INSTRUCTION 1:
Reproduce the passage of the recording-error thread starting with "External sounds are" and going on through "perfectly in .mp3.".

DOCUMENT PASSAGE:
# Can't Record Anything



## Cheemag (Nov 27, 2009)

New and updated re-install of Windows 10 Pro v2004.

Attempts to record using Audacity, RecAll Pro or any other recording app gives an error.
The error is mostly to the effect that it 'can't open Wave device for input. Close other
programmes using Wave and try again' . Always something else is using Wave. I am not running
any other audio devices. The error was there under Win 10 v1904, so it isn't due to a rogue update.

External sounds are reaching the system via LineIn or StereoMix and can be heard on the
speakers. Apps such as radio streaming players (e.g. Radio Sure), which make their own
recording arrangement (presumably) record perfectly in .mp3.

The sound system is the standard RealTek system and there is another sound system showing
in Device Manager: AMD High Defenition Audio Device. Disabling this does not cure the
problem.

Can it be fixed, or is this a broken hardware problem ?


----------



## britechguy (Dec 6, 2019)

Always try sourcing the drivers for your audio devices from your computer OEM, first, and if they're not available there from the actual device OEM, second, and reinstalling those.

All it takes is a driver that's "gone wonky" somehow to cause this sort of thing, and it can sometimes be intermittent because the driver code that has "gone wonky" only gets branched to when you're attempting to do a specific thing or narrow range of things.

It may be a hardware problem, but it's way, way too early to say that it is.


----------



## Cheemag (Nov 27, 2009)

britechguy said:


> Always try sourcing the drivers for your audio devices from your computer OEM, first, and if they're not available there from the actual device OEM, second, and reinstalling those.
> 
> All it takes is a driver that's "gone wonky" somehow to cause this sort of thing, and it can sometimes be intermittent because the driver code that has "gone wonky" only gets branched to when you're attempting to do a specific thing or narrow range of things.
> 
> It may be a hardware problem, but it's way, way too early to say that it is.


 Thanks for coming back.

I downloaded the drivers from the motherboard manufacturer's site. Installed them, but got the same result.
Windows considers them to be up-to-date and has replaced them.

I'll see what Realtek has to offer and get back

Regards

Jim


----------



## britechguy (Dec 6, 2019)

Cheemag said:


> I downloaded the drivers from the motherboard manufacturer's site. Installed them, but got the same result.
> Windows considers them to be up-to-date and has replaced them.
> 
> I'll see what Realtek has to offer and get back


If you wish to, see: Preventing Windows Update from Updating Device Drivers

This technique was working all the way up through Version 1909, and I have no reason to believe that will have changed in Version 2004, though I do not have it yet.

INSTRUCTION 2:
Collect every line of the records that contains the string "give", matching case exactly.

DATA TO PROCESS:

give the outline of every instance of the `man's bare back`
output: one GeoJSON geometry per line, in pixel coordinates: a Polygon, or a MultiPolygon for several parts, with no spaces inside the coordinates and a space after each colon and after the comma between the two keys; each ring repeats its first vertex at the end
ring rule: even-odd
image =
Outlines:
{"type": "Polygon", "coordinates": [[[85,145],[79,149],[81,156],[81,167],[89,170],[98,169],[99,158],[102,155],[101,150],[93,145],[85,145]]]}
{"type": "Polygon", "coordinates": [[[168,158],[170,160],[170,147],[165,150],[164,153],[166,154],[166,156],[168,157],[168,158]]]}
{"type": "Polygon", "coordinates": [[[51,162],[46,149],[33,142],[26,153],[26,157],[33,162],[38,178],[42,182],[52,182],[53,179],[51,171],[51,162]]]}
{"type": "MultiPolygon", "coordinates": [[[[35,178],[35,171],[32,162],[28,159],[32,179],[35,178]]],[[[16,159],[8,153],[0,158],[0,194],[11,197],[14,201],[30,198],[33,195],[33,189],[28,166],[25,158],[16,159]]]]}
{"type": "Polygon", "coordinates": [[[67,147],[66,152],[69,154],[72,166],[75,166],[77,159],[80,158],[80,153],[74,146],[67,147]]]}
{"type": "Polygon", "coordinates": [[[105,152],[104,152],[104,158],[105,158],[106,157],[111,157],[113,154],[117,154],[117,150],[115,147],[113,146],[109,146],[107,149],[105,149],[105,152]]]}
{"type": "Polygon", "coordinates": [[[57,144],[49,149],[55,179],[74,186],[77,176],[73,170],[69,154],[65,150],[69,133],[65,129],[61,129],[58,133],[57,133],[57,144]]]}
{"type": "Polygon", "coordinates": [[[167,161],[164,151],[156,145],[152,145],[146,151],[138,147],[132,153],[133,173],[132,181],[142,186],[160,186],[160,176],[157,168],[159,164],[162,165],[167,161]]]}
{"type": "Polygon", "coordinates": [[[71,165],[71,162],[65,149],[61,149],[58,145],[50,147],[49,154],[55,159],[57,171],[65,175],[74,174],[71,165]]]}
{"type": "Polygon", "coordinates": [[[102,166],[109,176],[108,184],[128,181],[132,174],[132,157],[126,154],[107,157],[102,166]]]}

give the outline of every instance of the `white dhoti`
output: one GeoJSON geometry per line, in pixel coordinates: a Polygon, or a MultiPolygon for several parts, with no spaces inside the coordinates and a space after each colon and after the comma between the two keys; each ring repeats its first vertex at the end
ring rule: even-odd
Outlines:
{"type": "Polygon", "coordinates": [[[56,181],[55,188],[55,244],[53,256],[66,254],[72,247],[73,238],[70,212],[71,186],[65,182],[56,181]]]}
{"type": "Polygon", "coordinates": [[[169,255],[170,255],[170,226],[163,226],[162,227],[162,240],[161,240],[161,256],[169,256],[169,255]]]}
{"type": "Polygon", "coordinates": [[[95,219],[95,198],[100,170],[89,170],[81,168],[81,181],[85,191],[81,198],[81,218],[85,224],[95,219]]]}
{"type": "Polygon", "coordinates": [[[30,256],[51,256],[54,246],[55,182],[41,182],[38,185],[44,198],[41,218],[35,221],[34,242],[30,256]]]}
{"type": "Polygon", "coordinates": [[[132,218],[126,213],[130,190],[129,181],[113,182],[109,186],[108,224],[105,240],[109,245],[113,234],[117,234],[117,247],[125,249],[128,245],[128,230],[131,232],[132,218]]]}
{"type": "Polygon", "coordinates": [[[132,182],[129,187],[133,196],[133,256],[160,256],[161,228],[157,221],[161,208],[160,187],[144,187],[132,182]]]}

EXERCISE RESULT 1:
External sounds are reaching the system via LineIn or StereoMix and can be heard on the
speakers. Apps such as radio streaming players (e.g. Radio Sure), which make their own
recording arrangement (presumably) record perfectly in .mp3.

EXERCISE RESULT 2:
give the outline of every instance of the `man's bare back`
give the outline of every instance of the `white dhoti`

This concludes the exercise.